» Article:
# An INFJ girl from Belgium



## Phal (Aug 28, 2012)

Mary Jane said:


> Hi Phal,
> 
> Welcome! (But I'm a newbie myself.) I like Brussels and Antwerp a lot, I think it's a cliche to say I love the fries ... but I do.
> I know what you mean by soul searching... and I know how much energy it costs sometimes.
> ...


I like our fries too ^^ It's not cliche to say, I mostly hear about the chocolate and beer 



Agape said:


> In lak'esh ala k'in Phal . That is a Mayan greeting that means I am you and you are me. I believe that we are all just different expressions of the same being. I am also another INFJ . I can relate to your high sensitiveness. Hope that here you find part of the answers you are seeking for...ask, paid attention and you will find that you are looking for.
> 
> I enjoy listening to harp music....think you may like this one:


That's pretty! I like celtic music the most, but this is very soothing too.


----------



## Choice (May 19, 2012)

Agape said:


> In lak'esh ala k'in Phal . That is a Mayan greeting that means I am you and you are me. I believe that we are all just different expressions of the same being. I am also another INFJ . I can relate to your high sensitiveness. Hope that here you find part of the answers you are seeking for...ask, paid attention and you will find that you are looking for.

» Exercise instructions: Duplicate the forum thread word for word, everything from "I like our fries" down to "very soothing too.".

(Data listing)
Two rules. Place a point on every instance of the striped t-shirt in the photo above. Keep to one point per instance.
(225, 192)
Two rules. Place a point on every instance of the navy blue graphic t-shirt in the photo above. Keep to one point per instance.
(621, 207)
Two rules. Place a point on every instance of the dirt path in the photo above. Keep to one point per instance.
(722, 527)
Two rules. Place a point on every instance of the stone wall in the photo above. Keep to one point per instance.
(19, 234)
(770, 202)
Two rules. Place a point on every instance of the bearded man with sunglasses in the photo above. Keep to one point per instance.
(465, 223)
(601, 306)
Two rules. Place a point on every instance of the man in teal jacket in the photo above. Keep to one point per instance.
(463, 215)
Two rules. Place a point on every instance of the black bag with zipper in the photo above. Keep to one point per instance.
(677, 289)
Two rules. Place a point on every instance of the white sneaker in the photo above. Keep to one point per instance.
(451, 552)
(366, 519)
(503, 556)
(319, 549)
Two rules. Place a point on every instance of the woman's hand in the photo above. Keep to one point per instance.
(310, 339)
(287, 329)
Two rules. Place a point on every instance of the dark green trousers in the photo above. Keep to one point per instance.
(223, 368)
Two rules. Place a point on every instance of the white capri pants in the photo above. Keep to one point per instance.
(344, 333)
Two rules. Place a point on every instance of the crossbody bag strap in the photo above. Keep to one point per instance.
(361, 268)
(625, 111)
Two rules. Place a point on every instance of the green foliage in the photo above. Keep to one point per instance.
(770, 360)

» Solution to this exercise:
I like our fries too ^^ It's not cliche to say, I mostly hear about the chocolate and beer 



Agape said:


> In lak'esh ala k'in Phal . That is a Mayan greeting that means I am you and you are me. I believe that we are all just different expressions of the same being. I am also another INFJ . I can relate to your high sensitiveness. Hope that here you find part of the answers you are seeking for...ask, paid attention and you will find that you are looking for.
> 
> I enjoy listening to harp music....think you may like this one:


That's pretty! I like celtic music the most, but this is very soothing too.